═════ Excerpted data

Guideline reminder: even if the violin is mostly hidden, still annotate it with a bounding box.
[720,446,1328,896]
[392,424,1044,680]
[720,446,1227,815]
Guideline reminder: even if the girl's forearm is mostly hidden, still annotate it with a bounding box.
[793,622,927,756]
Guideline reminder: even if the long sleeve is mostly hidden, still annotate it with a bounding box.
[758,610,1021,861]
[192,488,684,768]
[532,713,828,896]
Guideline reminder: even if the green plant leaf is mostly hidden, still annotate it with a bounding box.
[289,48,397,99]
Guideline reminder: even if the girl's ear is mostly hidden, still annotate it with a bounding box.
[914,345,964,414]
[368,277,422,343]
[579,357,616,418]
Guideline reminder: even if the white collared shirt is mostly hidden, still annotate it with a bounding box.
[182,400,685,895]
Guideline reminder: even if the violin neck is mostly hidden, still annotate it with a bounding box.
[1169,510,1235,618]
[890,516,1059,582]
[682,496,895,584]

══════════
═════ Excerpted data

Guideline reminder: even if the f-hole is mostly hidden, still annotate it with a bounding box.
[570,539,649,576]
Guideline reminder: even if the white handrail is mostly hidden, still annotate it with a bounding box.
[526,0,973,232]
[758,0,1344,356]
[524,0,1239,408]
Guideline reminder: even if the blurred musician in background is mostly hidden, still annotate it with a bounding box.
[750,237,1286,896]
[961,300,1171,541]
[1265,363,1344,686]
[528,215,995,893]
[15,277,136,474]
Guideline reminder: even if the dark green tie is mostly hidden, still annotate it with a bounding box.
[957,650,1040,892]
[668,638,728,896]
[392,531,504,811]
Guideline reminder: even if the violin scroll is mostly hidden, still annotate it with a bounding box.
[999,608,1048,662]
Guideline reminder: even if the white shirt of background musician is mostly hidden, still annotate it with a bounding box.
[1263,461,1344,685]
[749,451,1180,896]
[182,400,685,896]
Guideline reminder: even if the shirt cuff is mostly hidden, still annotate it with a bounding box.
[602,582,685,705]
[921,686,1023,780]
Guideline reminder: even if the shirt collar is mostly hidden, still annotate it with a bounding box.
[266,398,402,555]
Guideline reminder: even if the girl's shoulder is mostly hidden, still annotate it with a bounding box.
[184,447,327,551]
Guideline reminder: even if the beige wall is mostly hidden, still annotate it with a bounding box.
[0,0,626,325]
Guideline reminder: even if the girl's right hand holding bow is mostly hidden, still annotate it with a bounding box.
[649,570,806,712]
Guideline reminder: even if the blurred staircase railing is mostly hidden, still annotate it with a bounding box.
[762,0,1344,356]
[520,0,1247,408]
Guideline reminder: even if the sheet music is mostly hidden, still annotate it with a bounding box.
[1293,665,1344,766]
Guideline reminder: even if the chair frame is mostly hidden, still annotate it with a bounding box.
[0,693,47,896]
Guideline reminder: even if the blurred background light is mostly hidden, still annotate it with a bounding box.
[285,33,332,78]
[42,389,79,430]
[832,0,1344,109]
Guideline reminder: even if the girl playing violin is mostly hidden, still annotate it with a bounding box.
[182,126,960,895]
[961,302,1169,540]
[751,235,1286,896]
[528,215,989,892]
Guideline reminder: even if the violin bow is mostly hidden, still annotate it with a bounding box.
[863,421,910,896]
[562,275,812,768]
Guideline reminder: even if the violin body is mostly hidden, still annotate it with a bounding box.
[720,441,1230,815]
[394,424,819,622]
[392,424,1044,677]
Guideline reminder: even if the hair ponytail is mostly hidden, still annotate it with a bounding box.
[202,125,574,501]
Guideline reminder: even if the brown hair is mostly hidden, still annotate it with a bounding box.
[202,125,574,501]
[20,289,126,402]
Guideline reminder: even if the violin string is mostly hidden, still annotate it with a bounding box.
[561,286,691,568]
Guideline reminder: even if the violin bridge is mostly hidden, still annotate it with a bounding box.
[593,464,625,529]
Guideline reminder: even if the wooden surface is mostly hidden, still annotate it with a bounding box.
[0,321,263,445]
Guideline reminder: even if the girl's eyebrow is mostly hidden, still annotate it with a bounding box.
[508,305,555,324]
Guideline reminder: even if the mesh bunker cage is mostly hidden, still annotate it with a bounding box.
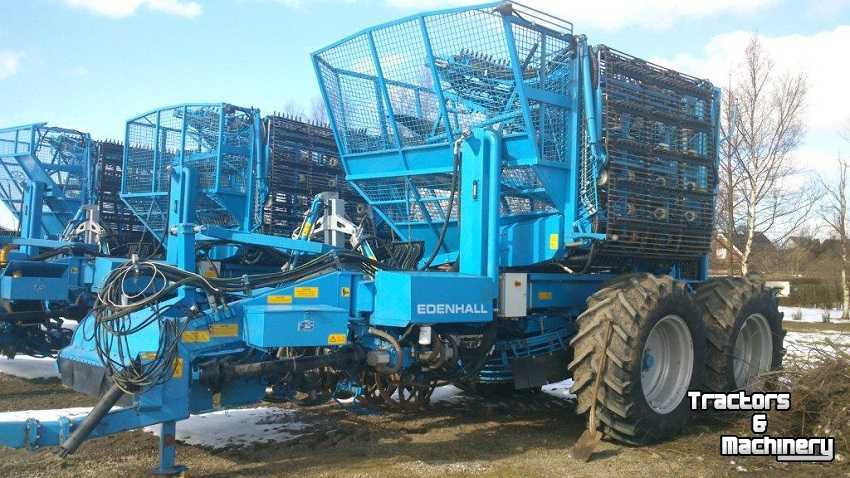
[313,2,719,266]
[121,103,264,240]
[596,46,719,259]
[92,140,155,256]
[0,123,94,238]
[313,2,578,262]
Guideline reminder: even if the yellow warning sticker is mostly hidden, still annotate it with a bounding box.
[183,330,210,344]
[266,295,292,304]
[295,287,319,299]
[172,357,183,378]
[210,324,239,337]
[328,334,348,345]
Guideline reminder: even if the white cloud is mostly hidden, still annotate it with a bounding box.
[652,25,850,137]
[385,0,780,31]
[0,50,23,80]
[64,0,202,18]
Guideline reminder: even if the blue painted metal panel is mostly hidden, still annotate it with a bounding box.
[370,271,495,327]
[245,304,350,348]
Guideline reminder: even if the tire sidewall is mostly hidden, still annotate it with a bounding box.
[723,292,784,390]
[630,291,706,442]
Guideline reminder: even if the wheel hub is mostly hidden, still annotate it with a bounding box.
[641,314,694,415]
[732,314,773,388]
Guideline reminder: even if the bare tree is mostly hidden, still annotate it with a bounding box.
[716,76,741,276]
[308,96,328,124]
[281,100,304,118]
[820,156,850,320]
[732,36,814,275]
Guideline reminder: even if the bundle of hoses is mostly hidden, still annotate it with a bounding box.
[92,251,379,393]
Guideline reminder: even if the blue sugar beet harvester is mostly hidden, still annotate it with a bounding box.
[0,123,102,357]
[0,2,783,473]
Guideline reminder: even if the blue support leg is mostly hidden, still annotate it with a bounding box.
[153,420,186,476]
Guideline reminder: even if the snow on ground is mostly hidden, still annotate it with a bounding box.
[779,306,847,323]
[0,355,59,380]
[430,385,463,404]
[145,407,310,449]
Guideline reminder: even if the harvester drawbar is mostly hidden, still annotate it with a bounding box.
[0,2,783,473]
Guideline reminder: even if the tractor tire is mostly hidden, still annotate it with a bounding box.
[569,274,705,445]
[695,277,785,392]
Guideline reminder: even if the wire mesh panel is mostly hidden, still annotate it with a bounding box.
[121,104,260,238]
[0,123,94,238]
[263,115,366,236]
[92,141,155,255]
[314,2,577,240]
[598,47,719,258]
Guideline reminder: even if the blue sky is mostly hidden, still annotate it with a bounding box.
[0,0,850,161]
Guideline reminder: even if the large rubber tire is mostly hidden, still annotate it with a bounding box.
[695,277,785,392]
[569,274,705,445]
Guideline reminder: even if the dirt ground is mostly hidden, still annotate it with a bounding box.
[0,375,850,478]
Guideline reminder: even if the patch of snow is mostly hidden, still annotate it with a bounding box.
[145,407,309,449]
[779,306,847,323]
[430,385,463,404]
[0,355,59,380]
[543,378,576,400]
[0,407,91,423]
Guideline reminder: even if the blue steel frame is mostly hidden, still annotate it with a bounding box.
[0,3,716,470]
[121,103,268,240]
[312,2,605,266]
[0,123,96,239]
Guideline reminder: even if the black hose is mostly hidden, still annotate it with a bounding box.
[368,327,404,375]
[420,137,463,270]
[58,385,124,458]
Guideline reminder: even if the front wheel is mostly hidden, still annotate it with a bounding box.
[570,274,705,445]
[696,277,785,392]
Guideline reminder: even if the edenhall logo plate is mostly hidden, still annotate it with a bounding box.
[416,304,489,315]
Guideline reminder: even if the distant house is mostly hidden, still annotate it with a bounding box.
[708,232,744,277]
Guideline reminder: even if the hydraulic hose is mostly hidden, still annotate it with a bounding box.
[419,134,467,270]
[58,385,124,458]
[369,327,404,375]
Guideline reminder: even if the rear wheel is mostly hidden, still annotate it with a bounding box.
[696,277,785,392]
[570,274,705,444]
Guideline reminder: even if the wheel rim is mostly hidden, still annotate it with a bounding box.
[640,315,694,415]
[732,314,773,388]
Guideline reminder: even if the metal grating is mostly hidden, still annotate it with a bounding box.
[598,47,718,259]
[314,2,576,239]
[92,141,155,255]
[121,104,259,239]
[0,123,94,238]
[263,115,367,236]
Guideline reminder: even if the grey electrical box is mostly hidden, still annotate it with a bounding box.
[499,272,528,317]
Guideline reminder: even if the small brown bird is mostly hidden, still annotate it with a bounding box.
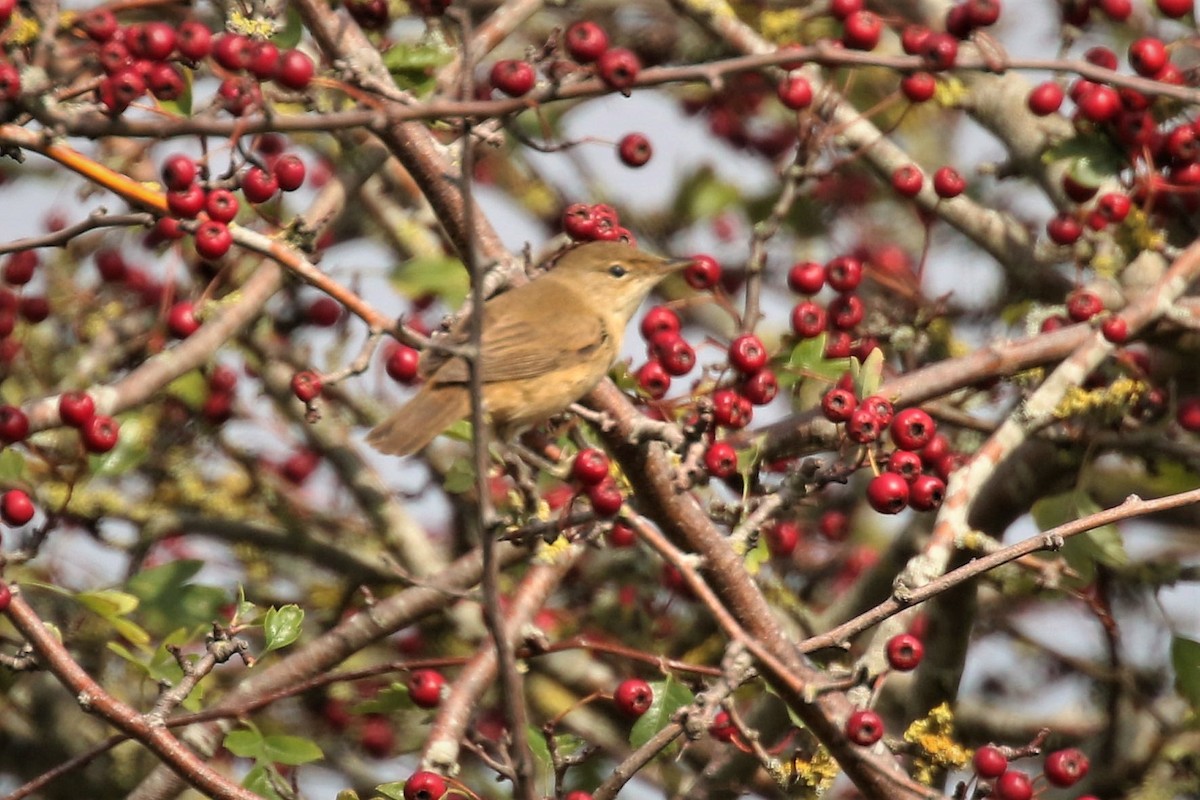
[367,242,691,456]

══════════

▸ Given task
Copy out everything from the line containing "Guideline reminder: even if the violin scroll" down to the line containing "[20,289,126,402]", both ends included, keeping the reminder lines unchanged and increasing every bounding box coordinate in those entries by 129.

▸ Task solution
Guideline reminder: even if the violin scroll is mostly hidden, still annotate it with a bounding box.
[1128,737,1177,791]
Guideline reminder: even if the white shirt of background musician is mostly hidden, still annotate it with a bounding box.
[1392,590,1473,814]
[878,580,1309,1025]
[311,529,814,1025]
Guideline reminder: even if the shirt cuff is mostly hidden, still annotate it with a bounding box.
[731,711,814,834]
[1050,815,1152,909]
Guideline reminder: even if the shirt collar is mostly hidden, still annotate it with a bounding box.
[395,527,531,684]
Guideline reminder: even if the girl's shoulder is mostly hidden, still annotate it with a bounding box.
[313,576,456,680]
Guideline reminder: even if the beige wall is mostly hidden, still annotate it with a bounding box.
[129,129,755,454]
Guideline reminder: even if the girl's right hand holding bow is mostly hidden, still annotate it with a bounding box.
[778,699,935,841]
Guideline reminder: even if the blurred staircase railing is mostly hidden, still annotate it with a bounding box.
[891,129,1473,485]
[649,129,1376,537]
Guideline reminder: even if the sheet music is mostly hidden, still annotate it with a bounding box.
[1422,794,1473,895]
Guideline reminder: even if the chair frame is mostly hidden, still annotate it with a bounding box.
[129,822,176,1025]
Guideline reminder: even if the blurred background light is mostly hidden, still annotate it with a bounding box.
[414,162,461,207]
[171,518,208,559]
[961,129,1473,238]
Guideline reminder: even if the girl playing violin is mostly hidden, still annotate it with a bounding box.
[311,255,1089,1024]
[1090,431,1298,669]
[880,364,1415,1025]
[657,344,1118,1021]
Guideline reminder: even if the violin bow is mostly hidden, still annotate it with a bounding box.
[992,550,1039,1025]
[691,404,941,897]
Guideline reminder: even if the violin body is mostly hidden, still annotate it with a bounding box.
[849,570,1359,944]
[523,553,948,751]
[521,553,1173,806]
Guideline reminder: even if the hair ponytail is mostly hidden, still annotate it with a bounding box.
[331,254,703,630]
Guideline reminder: even if the brown hair is mostly hidden, still annotate it with a bounding box.
[331,254,703,630]
[149,418,255,531]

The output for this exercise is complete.